** start Document text **

Unified representation.

3.1 Data Fusion

The fusion of data is a very powerful tool and enriches the prediction methods. For the BKE component the data is comprised of user profile data and application, service and resource usage data. These data are integrated, using any of the two following models according to the frequency and the size of the data load from the data sources.

  • The Multi-sensor integration fusion model [11] follows a hierarchical fashion to combine data in fusion centers. The first fusion center retrieves data from two peer sensors. The following fusion centers combine the data from a new data sensor with the output of the previous Fusion center. The last fusion center outputs the integrated data in a unified structure. This method is used in case of a heavy data workload.

  • The second option for the data fusion from multiple sensors is the Behaviour knowledge-based model [12]. This model consists of a series of stages. The first stage retrieves the data from all the data sensors. In the next stage a feature vector is extracted from the retrieved data. The third stage associates a data structure to the predefined needs. In the last stage, a set of rules is applied according to formalism of the representation. This method will be used in case of a frequent data update.

** end Document text **

# Stated task 1:
Reproduce word for word the stretch of the data fusion section from "3.1 Data Fusion" through "the data sources.".
# Stated task 2:
List the stages of the Behaviour knowledge-based model in the order the data fusion section gives them.

** start Record excerpts **

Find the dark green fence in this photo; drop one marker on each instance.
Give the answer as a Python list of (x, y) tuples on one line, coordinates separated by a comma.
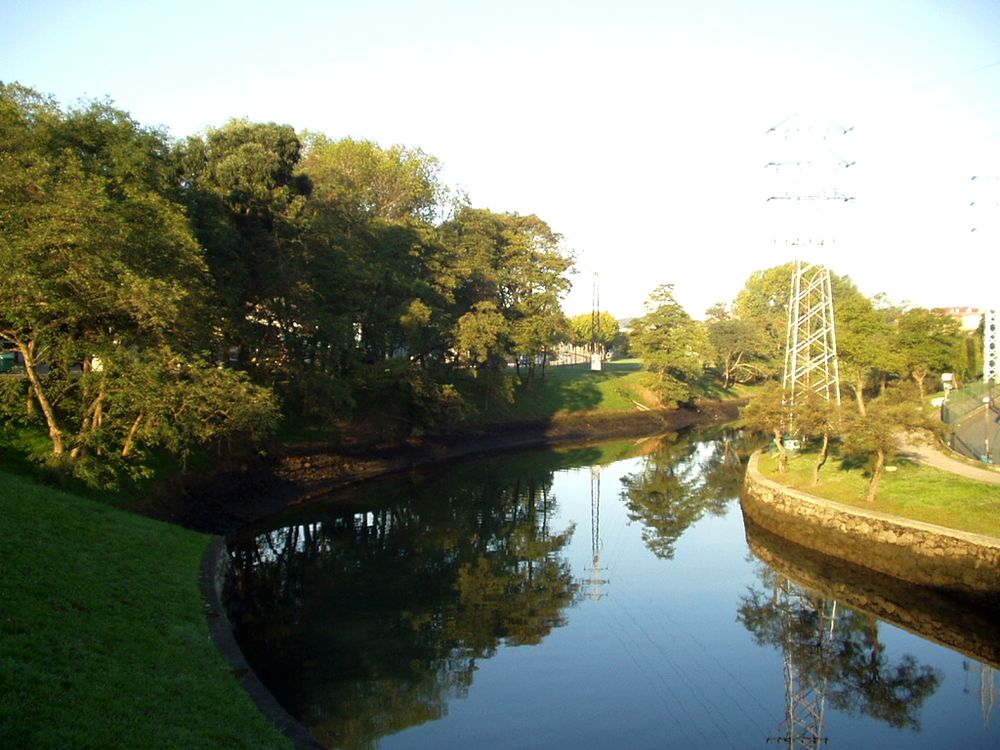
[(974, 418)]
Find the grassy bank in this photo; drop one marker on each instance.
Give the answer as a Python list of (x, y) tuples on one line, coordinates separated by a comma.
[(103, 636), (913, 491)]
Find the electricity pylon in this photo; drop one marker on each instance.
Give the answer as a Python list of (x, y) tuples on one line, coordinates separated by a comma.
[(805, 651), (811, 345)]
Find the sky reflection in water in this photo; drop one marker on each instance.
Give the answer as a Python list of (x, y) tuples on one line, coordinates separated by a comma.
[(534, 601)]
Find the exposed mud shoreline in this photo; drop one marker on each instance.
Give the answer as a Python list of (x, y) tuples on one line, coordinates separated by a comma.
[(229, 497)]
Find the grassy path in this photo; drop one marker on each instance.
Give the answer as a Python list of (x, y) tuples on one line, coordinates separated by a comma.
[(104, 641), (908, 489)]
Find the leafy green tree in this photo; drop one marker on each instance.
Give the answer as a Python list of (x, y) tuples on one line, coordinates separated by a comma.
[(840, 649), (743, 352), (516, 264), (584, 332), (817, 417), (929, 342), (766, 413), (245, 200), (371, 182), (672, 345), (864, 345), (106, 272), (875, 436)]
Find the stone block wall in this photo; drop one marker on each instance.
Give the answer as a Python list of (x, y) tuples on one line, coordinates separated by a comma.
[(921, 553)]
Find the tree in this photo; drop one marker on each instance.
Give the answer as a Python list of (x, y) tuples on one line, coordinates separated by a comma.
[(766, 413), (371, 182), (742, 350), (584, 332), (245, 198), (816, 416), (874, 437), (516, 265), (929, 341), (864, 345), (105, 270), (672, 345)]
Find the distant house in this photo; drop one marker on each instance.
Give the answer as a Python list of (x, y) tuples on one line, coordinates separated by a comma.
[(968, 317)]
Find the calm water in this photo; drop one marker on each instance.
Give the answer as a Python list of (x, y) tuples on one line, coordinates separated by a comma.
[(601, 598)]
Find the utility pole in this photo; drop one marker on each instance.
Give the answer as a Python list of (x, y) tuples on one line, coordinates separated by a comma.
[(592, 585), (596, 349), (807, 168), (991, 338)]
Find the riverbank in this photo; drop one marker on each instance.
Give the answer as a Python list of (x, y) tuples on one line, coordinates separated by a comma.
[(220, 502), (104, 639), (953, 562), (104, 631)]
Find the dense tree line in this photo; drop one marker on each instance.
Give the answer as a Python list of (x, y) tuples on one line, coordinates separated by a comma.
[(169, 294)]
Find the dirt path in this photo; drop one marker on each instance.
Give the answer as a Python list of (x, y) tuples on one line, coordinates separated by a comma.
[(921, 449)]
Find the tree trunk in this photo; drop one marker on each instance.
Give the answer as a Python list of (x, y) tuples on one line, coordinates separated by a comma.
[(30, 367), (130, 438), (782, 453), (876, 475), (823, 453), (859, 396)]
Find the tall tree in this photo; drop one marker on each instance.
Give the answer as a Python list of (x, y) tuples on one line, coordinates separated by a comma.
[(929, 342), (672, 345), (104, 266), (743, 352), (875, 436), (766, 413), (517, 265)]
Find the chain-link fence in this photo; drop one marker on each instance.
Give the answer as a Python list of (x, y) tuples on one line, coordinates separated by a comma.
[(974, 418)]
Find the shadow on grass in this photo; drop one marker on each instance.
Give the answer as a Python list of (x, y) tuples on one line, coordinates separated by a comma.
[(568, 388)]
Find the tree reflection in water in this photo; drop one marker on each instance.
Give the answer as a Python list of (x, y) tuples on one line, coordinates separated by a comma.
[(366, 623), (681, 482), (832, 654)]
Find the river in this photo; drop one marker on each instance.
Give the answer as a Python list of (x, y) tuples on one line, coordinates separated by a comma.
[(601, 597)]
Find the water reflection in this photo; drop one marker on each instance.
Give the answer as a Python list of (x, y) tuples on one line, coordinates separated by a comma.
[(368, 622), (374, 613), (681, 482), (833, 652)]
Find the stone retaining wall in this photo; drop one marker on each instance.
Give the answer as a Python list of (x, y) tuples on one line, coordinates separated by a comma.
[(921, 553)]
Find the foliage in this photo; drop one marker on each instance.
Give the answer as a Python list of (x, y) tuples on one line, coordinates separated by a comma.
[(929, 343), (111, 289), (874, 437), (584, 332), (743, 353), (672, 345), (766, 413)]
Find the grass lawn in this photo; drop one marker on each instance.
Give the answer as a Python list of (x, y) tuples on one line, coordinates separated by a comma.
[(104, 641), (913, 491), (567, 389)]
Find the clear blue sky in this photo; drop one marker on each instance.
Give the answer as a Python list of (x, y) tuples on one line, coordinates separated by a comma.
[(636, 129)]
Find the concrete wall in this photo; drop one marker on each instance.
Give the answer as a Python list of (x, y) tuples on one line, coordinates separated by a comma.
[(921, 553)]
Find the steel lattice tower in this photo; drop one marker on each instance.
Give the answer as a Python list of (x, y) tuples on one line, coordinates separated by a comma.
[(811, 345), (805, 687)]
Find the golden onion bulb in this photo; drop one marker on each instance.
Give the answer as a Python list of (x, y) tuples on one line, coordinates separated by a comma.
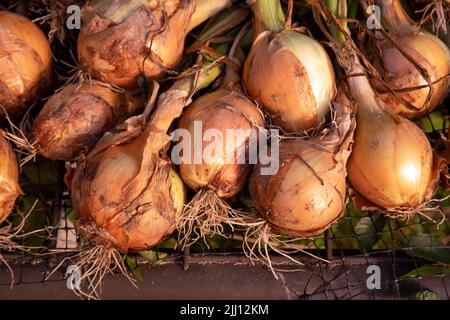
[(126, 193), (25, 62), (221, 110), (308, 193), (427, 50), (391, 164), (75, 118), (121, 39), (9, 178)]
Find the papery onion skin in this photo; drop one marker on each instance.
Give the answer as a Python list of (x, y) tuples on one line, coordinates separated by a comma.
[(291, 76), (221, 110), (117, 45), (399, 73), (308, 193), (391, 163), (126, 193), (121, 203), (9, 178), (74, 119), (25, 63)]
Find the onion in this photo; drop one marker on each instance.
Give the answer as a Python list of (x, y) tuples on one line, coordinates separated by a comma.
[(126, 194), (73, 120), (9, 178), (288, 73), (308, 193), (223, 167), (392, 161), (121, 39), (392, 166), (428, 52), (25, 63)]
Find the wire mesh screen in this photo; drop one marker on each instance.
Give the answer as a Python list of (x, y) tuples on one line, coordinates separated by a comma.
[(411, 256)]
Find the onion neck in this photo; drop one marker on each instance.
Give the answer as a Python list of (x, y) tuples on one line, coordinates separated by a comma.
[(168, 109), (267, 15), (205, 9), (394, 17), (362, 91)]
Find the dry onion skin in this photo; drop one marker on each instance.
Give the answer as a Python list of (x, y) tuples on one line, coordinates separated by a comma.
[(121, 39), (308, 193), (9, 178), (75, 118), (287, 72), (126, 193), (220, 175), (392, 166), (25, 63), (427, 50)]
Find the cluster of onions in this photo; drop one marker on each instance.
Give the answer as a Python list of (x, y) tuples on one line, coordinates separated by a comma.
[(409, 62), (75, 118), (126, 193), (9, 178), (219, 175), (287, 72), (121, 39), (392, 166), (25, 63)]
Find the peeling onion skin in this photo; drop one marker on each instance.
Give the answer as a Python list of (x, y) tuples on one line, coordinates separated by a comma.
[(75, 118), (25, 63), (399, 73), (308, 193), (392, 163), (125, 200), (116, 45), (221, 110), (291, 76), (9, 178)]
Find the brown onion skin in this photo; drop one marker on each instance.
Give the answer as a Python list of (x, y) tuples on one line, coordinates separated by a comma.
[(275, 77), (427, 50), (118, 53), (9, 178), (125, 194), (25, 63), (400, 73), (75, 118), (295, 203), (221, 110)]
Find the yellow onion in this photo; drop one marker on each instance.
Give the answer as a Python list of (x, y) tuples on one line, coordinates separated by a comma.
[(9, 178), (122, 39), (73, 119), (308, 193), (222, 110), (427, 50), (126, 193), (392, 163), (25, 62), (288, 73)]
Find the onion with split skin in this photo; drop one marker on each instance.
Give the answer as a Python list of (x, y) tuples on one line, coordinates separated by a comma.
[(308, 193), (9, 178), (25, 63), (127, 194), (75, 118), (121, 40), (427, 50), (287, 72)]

** end Record excerpts **
** start Record excerpts **

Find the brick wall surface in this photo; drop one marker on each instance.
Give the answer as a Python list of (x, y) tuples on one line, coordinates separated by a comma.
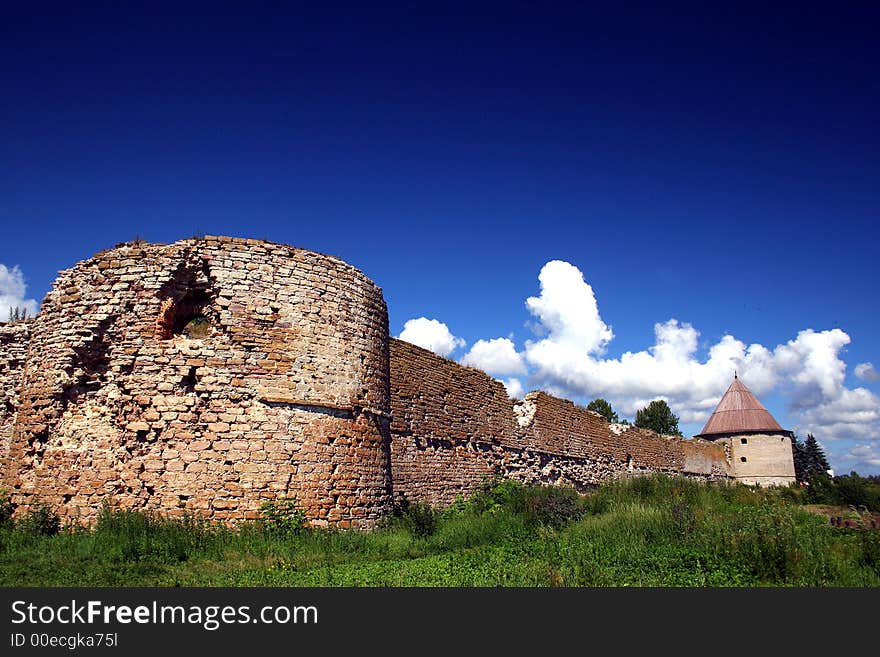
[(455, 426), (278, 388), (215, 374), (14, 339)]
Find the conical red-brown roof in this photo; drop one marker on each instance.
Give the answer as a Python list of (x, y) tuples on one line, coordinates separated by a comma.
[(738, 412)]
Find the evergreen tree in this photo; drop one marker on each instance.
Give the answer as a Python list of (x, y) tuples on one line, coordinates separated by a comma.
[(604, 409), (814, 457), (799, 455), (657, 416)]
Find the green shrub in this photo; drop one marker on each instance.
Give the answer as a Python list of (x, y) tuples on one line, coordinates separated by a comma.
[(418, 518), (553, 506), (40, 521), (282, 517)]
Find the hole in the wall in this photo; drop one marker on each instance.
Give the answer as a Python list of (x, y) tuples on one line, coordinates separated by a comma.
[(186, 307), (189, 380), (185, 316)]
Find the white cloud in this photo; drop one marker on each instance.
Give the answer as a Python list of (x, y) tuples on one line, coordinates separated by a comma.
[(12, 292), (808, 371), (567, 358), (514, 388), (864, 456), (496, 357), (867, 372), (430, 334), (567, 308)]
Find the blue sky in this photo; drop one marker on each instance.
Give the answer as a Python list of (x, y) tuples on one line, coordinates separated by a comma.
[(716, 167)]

** end Record excerpts **

# Written reply 1:
3.1 Data Fusion

The fusion of data is a very powerful tool and enriches the prediction methods. For the BKE component the data is comprised of user profile data and application, service and resource usage data. These data are integrated, using any of the two following models according to the frequency and the size of the data load from the data sources.

# Written reply 2:
1. Retrieving the data from all the data sensors.
2. Extracting a feature vector from the retrieved data.
3. Associating a data structure to the predefined needs.
4. Applying a set of rules according to the formalism of the representation.